# Task statement
Please retype all of the records below word for word, leaving out any pictures.

# Supplied information
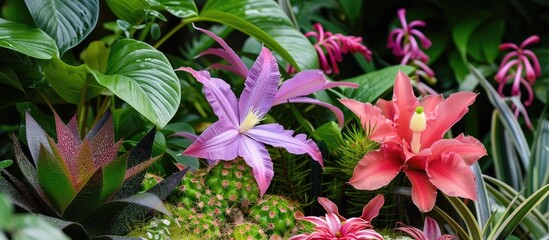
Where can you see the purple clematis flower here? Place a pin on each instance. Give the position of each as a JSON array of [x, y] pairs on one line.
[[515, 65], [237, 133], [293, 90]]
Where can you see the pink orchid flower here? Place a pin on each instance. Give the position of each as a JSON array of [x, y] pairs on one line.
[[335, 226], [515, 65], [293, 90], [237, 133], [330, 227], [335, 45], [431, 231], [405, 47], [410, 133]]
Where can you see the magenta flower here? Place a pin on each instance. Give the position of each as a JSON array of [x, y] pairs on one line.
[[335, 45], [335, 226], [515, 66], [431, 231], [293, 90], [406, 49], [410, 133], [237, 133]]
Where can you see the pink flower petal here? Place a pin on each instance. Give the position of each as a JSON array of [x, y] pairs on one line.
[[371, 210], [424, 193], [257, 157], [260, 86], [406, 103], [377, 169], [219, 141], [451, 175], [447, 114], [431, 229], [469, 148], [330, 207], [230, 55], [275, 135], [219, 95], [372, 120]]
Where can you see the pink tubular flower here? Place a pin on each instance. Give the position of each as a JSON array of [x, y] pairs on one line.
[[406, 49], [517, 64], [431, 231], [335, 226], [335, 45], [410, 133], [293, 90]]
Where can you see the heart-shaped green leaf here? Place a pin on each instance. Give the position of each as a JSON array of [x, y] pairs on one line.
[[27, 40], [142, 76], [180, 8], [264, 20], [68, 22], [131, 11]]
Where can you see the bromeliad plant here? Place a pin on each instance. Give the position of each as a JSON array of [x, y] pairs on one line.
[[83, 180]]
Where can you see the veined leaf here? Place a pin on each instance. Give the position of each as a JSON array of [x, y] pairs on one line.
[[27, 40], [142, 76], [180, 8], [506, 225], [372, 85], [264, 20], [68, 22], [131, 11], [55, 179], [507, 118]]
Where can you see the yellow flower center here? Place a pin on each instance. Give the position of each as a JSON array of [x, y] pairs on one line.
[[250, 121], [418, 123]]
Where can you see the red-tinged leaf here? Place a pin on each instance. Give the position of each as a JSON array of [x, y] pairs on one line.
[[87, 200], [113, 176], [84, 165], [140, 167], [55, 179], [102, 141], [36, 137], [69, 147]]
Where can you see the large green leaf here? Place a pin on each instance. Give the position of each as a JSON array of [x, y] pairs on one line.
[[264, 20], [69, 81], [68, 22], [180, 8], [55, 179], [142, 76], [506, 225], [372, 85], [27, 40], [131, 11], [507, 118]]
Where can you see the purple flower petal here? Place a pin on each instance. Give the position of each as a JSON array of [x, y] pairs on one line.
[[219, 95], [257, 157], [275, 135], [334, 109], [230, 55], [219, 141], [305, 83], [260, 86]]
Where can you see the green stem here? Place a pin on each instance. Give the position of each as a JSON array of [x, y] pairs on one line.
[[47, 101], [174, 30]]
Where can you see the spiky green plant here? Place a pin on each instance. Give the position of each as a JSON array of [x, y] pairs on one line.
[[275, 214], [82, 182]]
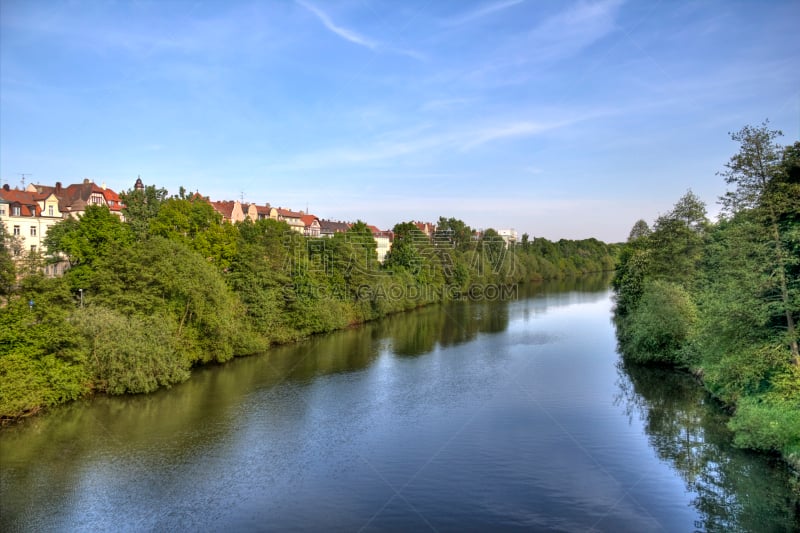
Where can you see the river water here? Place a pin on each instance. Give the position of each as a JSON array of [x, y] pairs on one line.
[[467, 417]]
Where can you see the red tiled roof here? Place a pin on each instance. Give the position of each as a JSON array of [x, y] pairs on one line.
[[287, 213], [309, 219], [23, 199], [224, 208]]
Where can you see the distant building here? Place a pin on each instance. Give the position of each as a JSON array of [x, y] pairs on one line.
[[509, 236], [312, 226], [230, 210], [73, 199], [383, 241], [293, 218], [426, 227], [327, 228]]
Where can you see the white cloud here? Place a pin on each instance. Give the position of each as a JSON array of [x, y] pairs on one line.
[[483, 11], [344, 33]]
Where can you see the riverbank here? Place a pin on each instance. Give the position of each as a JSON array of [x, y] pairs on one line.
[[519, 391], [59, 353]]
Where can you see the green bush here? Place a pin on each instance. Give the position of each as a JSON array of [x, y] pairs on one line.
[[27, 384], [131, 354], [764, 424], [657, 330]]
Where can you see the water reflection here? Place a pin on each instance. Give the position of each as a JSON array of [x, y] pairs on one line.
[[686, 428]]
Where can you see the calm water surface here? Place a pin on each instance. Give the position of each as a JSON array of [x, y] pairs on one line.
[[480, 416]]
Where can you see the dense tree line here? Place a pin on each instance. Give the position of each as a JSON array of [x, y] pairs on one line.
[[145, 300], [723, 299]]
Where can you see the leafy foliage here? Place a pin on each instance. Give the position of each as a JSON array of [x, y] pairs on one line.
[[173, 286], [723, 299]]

# Reply to the exercise
Where can you see the purple clematis flower here? Place a pin on each instance. Give the position of each as a JSON array of [x, y] pairs on one line.
[[515, 65], [237, 133], [293, 90]]
Where can you see the pink orchid flower here? Place a pin on each instance. Give the position of each as a JSON array of [x, y] pairs on one line.
[[335, 226], [515, 65], [293, 90], [237, 133], [330, 227], [335, 45], [431, 231], [405, 47], [410, 133]]
Where can you see the magenta flower here? Place a pin on each instance. Give the position of each as a JSON array of [x, y] pairs on one line.
[[335, 45], [335, 226], [515, 66], [431, 231], [293, 90], [406, 49], [410, 133], [237, 133]]
Where can you see the pink flower petal here? Place a pin on each instance. Give the position of each as a JSON array of [x, y] pairs on one line.
[[371, 210], [424, 193], [257, 157], [260, 86], [406, 103], [377, 169], [219, 141], [451, 175], [447, 114], [431, 229], [469, 148], [330, 207], [230, 55], [275, 135], [219, 95], [372, 120]]
Where can you see the pink tubular flower here? Place a pin on each instance. Give the position of each as a JSON array of [x, y] pairs on one line.
[[406, 49], [517, 64], [431, 231], [335, 226], [335, 45], [410, 133], [293, 90]]
Where can you see the heart-shaped green leaf here? Place a pin on each instance. Give the position of each as a JSON array of [x, y] pairs on one line.
[[27, 40], [142, 76], [180, 8], [264, 20], [68, 22], [131, 11]]
Where can you see the bromeliad plant here? Place a pin on each instance. Give the position of each as a JSON array of [x, y] pairs on one line.
[[83, 180]]
Where can you see the veined leaf here? Place a pin on each instance. Give the position of each as a JSON array of [x, y] pairs on one line.
[[27, 40], [142, 76], [180, 8], [506, 225], [372, 85], [264, 20], [68, 22], [131, 11], [55, 179], [507, 118]]
Where can you see the yellow flower center here? Place a pin on each instance. Give the position of each as a JSON array of [x, y] pairs on one line.
[[250, 121], [418, 123]]
Where can you see the red-tinged leaf here? Place a pin on each instance. Give the position of each as a JSON array of [x, y] pairs on one line.
[[87, 200], [113, 176], [84, 165], [140, 167], [55, 179], [102, 141], [36, 137], [69, 147]]
Where can you see the large green leaf here? Place a pin on each instance. Give the position of each as a JSON array of [x, y] pairs on one line.
[[264, 20], [69, 81], [68, 22], [180, 8], [55, 179], [142, 76], [506, 225], [372, 85], [27, 40], [131, 11], [507, 118]]
Where can you see the purple flower petal here? Place a pin on each instance. Give the position of each as a JSON array of [x, y] pairs on one line.
[[219, 95], [257, 157], [275, 135], [334, 109], [230, 55], [219, 141], [305, 83], [260, 86]]
Where can you see the green stem here? Place a pin on each instance. Give the position of each as a JSON array of [x, y] pairs on one line.
[[47, 101], [174, 30]]
Where can you see the spiky green plant here? Place a pin on each instance. Give the position of each as a JSON array of [x, y] pairs on one line.
[[275, 214], [82, 182]]
Where can you see the river water here? Place a pin on each instance. Give the position of each as a JSON array of [x, y] pairs on one line.
[[467, 417]]
Where can you see the red tiled roof here? Place a pin on each instance. Give the position of each as a JSON array of [x, y] pairs on one line.
[[287, 213], [309, 219], [23, 199], [224, 208]]
Where can you see the distant building here? Place a pin on each instance. Give the position of each as a JSON array of [x, y] pairs on one line.
[[509, 236], [312, 226], [230, 210], [73, 199], [383, 241], [293, 218], [426, 227], [327, 228]]
Where can you see the white cloud here? Place a pin on each instance. Give the position of each as a JSON array of [x, y] pairs on one line.
[[483, 11], [344, 33]]
Where can you see the riverbank here? Place a pin on each instance. Give the position of each as a JSON array of [x, y] pairs on one line.
[[519, 391], [59, 353]]
Where can you see the green bush here? Place a pin on each instance. Give the position of each as a JSON array of [x, y] pairs on one line.
[[27, 384], [131, 354], [764, 424], [657, 330]]
Where can you see the water reflection here? Place a pin on each instance. Give the position of each as a JSON array of [x, y] pairs on one line.
[[686, 428]]
Where can you see the calm water surface here? Place a pin on each instance. Give the position of each as a JSON array of [x, y] pairs on one line.
[[480, 416]]
Where can you see the dense tree line here? Place a pin on each instance. Give the position of each as a JSON array of [x, y] pairs on one line.
[[145, 300], [723, 299]]
Where can you see the leafy foliage here? Place a pin on each instance. Give the position of each as a JSON array of [x, y] pairs on one line.
[[173, 286], [723, 299]]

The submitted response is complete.